Task requirements: Find every line in the records that contains the word "mouth" and copy each such line.

Dataset entries:
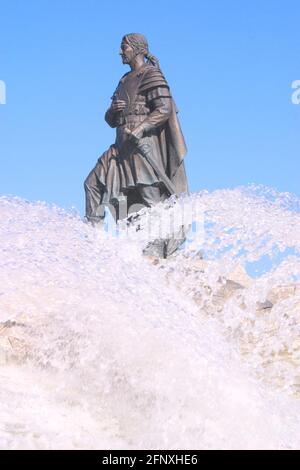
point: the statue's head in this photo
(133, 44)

* * *

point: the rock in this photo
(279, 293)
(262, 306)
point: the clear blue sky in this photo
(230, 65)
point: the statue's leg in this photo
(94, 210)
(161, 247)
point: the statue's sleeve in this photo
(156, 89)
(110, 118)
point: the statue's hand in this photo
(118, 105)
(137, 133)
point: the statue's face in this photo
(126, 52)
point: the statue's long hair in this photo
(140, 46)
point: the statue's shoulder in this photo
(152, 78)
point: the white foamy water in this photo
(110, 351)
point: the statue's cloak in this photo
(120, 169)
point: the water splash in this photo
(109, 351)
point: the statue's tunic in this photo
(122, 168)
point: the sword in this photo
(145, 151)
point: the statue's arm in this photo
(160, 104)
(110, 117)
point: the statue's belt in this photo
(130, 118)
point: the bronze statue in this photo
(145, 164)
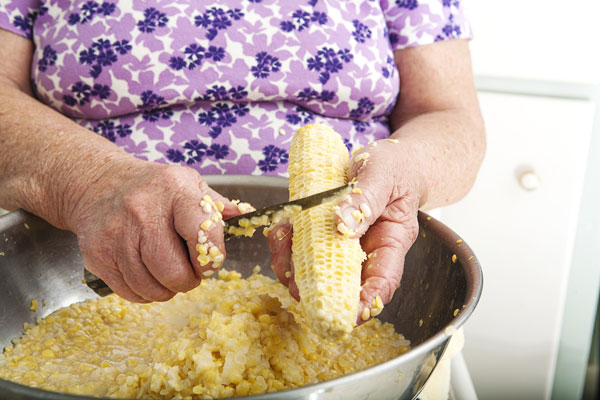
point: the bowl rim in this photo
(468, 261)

---

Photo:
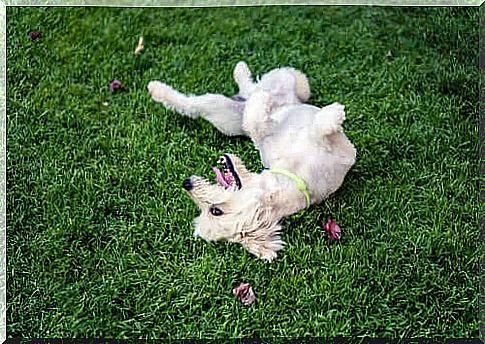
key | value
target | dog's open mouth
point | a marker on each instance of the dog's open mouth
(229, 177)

Answer for this exercise:
target | dog's open mouth
point | a marker on each instance of the dog's open mouth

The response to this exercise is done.